- En esta primera semana del año ofrecemos un resumen de la historia del “apostolado de la oración”, obra de la iglesia, nacida en el seno de la compañía de jesús, y asumida por el papa, por la redención del mundo viviendo la vida como ofrenda permanente y diaria desde el corazón de Cristo.
El Apostolado de la Oración (A.O.) nació en 1.844 en una casa de formación de jóvenes jesuitas en Vals, en el sur de Francia. El P. Francisco Javier Gautrelet, sj, director espiritual de estos jóvenes, les propuso un modo de ser apóstoles y misioneros en sus vidas corrientes, uniendo a Cristo todo lo que hacían durante el día.
El contexto de la propuesta surge de una situación muy concreta: sacerdotes que realizaban su ministerio como misioneros en tierras lejanas, en particular en Madurai, en el sur de India, al volver de visita a la patria, pasaban por el seminario donde se habían formado. Con naturalidad y entusiasmo contaban a los jesuitas jóvenes de sus trabajos y aventuras, de tantas personas y situaciones necesitadas del Evangelio. Escuchar las narraciones del fervor y la acción misionera les entusiasmaba, pero también causó en los jóvenes estudiantes de Vals una tristeza y un desánimo, al constatar cuánto les falta para ordenarse sacerdotes y recibir misión: los estudios se les hacen interminables, los exámenes áridos, los recreos les resultan pérdida de tiempo, las oraciones rutina, los apostolados poca cosa. Buscaban consolación dedicando horas en la biblioteca a leer libros sobre India, con el consecuente descuido de sus estudios. El P. Gautrelet les hará entonces una propuesta que les permitirá encontrar nuevo sentido en medio de la frustración que experimentaban.
En la misa del 3 de diciembre de 1.844 Gautrelet explica que S. Francisco Javier entregó su vida siguiendo a Jesucristo, y que celebrarlo hoy implicaba hacer lo mismo. S. Francisco Javier llegó hasta las costas de China y pasó muchas tribulaciones movido por su amor apasionado a Jesús.

.....

• CONSIGNA 1:
Según el texto sobre el Apostolado de la Oración, ¿quién era el director espiritual de los jóvenes jesuitas de Vals?
El texto y los registros no tienen nada que ver entre sí.

.....

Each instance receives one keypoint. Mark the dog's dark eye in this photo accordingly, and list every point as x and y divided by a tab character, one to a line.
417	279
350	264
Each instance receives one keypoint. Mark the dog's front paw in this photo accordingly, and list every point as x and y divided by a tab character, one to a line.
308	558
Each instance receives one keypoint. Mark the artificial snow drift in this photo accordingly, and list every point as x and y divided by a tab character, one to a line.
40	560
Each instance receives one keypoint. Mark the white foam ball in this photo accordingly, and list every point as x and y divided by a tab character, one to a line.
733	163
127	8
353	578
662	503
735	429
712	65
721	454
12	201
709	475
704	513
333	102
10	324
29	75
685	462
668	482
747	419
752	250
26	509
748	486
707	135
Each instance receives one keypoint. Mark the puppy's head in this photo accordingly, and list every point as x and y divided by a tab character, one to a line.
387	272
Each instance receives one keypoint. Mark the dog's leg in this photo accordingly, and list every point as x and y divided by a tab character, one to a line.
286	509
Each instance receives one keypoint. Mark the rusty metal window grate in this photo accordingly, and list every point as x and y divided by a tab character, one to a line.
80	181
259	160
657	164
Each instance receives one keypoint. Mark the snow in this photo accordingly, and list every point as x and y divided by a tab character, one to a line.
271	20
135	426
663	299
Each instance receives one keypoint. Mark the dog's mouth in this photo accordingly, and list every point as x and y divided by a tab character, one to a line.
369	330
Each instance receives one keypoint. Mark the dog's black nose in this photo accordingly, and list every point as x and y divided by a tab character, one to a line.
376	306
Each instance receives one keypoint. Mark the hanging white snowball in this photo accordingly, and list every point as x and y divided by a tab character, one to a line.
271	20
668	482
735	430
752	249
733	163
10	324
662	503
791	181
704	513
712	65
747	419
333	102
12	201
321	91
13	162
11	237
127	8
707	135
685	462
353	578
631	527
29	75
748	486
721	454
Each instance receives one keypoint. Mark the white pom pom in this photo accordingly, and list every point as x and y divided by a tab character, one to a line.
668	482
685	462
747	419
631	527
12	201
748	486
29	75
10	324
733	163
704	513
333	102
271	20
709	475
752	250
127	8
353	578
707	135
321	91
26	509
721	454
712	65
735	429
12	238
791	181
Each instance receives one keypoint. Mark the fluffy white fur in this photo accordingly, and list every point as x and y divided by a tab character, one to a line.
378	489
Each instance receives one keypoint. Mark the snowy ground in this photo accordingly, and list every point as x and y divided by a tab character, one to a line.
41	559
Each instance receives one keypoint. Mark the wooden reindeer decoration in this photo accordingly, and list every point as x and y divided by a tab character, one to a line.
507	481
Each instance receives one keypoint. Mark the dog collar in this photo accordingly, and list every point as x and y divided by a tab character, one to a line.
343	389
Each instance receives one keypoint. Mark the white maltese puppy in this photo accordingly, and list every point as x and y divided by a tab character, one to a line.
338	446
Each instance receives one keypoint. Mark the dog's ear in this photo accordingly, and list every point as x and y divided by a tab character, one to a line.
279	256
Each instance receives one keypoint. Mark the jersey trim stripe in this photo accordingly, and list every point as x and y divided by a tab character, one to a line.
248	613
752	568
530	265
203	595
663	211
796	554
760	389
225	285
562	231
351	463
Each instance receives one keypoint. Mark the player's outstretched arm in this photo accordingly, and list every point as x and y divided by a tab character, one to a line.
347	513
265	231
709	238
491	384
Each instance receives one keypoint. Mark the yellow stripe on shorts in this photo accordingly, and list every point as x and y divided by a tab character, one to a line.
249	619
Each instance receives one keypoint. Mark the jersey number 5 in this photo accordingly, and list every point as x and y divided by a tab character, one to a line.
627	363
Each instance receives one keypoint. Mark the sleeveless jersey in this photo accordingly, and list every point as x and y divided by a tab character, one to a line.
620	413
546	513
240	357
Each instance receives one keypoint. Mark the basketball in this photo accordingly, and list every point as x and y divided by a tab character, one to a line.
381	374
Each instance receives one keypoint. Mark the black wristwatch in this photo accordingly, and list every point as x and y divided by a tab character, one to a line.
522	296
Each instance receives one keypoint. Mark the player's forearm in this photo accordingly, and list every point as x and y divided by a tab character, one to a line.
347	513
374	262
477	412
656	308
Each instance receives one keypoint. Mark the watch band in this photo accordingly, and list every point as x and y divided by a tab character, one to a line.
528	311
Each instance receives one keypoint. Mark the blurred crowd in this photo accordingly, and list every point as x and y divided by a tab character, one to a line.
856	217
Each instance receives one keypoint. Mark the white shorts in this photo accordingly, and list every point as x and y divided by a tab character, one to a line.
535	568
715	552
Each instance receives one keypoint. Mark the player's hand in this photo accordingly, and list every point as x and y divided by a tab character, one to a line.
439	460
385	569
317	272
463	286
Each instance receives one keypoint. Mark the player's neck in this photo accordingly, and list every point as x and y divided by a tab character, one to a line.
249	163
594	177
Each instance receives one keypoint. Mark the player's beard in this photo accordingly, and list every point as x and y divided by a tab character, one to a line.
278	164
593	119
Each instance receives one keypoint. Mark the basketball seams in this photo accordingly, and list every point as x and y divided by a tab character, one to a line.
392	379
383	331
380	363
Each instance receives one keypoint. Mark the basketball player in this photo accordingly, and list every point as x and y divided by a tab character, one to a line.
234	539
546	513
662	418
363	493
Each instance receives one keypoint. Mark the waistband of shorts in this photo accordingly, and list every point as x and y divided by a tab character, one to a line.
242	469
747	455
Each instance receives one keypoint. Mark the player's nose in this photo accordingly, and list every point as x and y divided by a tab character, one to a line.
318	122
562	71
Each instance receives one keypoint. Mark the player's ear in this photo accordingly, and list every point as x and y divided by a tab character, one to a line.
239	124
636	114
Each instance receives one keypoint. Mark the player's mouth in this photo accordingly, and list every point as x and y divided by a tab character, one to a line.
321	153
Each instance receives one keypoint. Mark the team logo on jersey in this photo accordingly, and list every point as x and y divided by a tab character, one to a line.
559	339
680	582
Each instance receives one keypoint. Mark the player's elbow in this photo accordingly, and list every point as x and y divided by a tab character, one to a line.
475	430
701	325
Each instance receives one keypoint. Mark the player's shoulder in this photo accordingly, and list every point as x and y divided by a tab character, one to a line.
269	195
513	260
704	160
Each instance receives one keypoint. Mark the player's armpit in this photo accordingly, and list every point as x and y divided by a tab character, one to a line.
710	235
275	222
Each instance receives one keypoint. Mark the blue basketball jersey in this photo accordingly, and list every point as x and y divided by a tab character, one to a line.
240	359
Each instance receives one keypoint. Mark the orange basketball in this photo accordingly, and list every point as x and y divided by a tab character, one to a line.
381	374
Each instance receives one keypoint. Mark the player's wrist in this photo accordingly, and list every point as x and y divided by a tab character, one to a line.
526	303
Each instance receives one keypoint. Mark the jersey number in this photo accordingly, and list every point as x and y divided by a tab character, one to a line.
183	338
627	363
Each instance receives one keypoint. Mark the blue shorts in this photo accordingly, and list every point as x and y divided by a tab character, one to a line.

.....

• CONSIGNA 2:
Calcula cuántas líneas de los registros contienen la palabra "puppy", teniendo en cuenta mayúsculas y minúsculas. Responde solo con el número.

• RESPUESTA ESPERADA 1:
El P. Francisco Javier Gautrelet, sj.

• RESPUESTA ESPERADA 2:
2